[Предложенный отрывок]:
Действительно, в русской армии предмобилизационную подготовку восприняли недвусмысленно – как сигнал к неизбежной войне. Начальник мобилизационного отдела Генерального штаба генерал Сергей Константинович Добророльский выражал общее мнение военных, когда писал: «Война была уже предрешена, и весь поток телеграмм между правительствами России и Германии представлял лишь мизансцену исторической драмы. Отсрочка момента окончательного решения была, безусловно, весьма полезной для подготовительных мер».

Тем не менее, судьба Европы и всего мира еще несколько дней находилась в руках дипломатов. Сухомлинов свидетельствует, что «между 24 и 30 июля единственно за высшей политикой оставалось решающее слово… Сазонову-дипломату, а не военному министру дано было полномочие выбора вида мобилизации (частичной или общей) в зависимости от обстоятельств, хотя и с доклада государю».

Решительная позиция России смутила Бьюкенена, который находил действия Сазонова чересчур прямолинейными. Англичанин обратился за помощью к французскому коллеге: «Я не сомневаюсь более, что Россия идет до конца. Она взялась за дело всерьез. Я умолял Сазонова не соглашаться ни на какую военную меру, которую Германия могла бы истолковать как вызов. Надо предоставить германскому правительству всю ответственность и всю инициативу нападения. Английское общественное мнение не допустит мысли об участии в войне иначе, как при условии, чтобы наступление исходило непременно от Германии… Ради Бога, говорите в том же смысле с Сазоновым».

Но Германия сохраняла внешнее спокойствие. 26 июля Мольтке встретился с канцлером Бетман-Гольвегом. Несмотря на поступающие донесения о военных приготовлениях России, оба пришли к выводу: «До тех пор пока Россия не предпримет враждебных действий, наши старания должны быть направлены на локализацию конфликта». Военному министру начальник штаба сообщил, что считает «принятие каких-либо мер преждевременным».

[Записи для задания]:

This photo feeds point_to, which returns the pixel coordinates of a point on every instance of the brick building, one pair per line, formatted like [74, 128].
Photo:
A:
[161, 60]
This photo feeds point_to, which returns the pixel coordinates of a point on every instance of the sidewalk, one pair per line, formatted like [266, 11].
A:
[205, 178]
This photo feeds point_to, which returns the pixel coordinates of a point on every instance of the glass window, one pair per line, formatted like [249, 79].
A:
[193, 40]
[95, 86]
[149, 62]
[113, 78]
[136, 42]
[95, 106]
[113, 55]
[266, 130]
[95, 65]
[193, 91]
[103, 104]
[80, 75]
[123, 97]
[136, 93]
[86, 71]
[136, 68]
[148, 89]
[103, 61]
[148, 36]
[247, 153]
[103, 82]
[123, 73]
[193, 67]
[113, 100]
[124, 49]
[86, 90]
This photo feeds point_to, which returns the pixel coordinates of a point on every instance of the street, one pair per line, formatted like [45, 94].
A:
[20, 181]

...

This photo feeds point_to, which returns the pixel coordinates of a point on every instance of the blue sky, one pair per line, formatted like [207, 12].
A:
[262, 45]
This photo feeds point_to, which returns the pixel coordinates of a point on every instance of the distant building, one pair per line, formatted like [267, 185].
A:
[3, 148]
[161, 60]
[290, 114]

[Задания]:
1. Выпиши все строки записей, где встречается слово «building».
2. Пожалуйста, продолжи отрывок о мобилизации и дипломатии России и Германии в июле, начиная сразу после его последнего предложения.

[Ответы по заданиям]:
1.
This photo feeds point_to, which returns the pixel coordinates of a point on every instance of the brick building, one pair per line, formatted like [74, 128].
This photo feeds point_to, which returns the pixel coordinates of a point on every instance of the distant building, one pair per line, formatted like [267, 185].

2.
Главным «делателем новостей» пока что была Вена.

25 июля Сазонов отправил Берхтольду телеграмму с просьбой предоставить Сербии отсрочку для ответа на ультиматум. Берхтольд ответил отказом.

Вечером 26 июля был получен сербский ответ. Над ним двое суток напролет работали лучшие умы сербского МИДа во главе с премьер-министром Николой Пашичем. Им удалось совершить невозможное. Искусно составленный документ поверг официальную Вену в панику. Сербы соглашались принять большинство требований, внося при этом в формулировки ничтожные на первый взгляд оговорки и изменения, обсуждение которых позволило бы оттянуть время. Дипломатическое мастерство сербов ставило Австро-Венгрию в невыгодное положение агрессора, готового развязать войну из-за редакционных поправок. Начальник канцелярии министерства иностранных дел барон Музулин назвал сербскую ноту «самым блестящим образцом дипломатического искусства, который только он знает». Берхтольд доложил императору Францу-Иосифу об «очень ловко составленном ответе» сербского правительства.

Лишь один-единственный пункт австрийского ультиматума был отвергнут – о допущении австрийских чиновников к производству следствия на сербской территории, «так как это было бы нарушением конституции и закона об уголовном судопроизводстве». На подобное унижение, означавшее фактическую утрату суверенитета, не могло пойти ни одно мало-мальски уважающее себя правительство. Впрочем, даже тут Сербия соглашалась передать этот вопрос на обсуждение конференции великих держав и обещала вполне подчиниться их решению. Но глава австро-венгерской миссии в Сербии барон Владимир Гизль не стал вникать в эти тонкости. Убедившись в том, что ультиматум принят не полностью, он в тот же день покинул Белград в специальном поезде. Согласования с министерством иностранных дел не требовалось – все инструкции были уже получены, архивы и вещи упакованы заранее.

В самой Австро-Венгрии отъезд Гизля вызвал всплеск антисербских выступлений. По улицам крупных городов прошли многотысячные манифестации с требованием наказать «банду убийц», как именовали сербов. Посольство Сербии в Вене едва не подверглось нападению толпы демонстрантов. В Боснии и Герцеговине начались сербские погромы.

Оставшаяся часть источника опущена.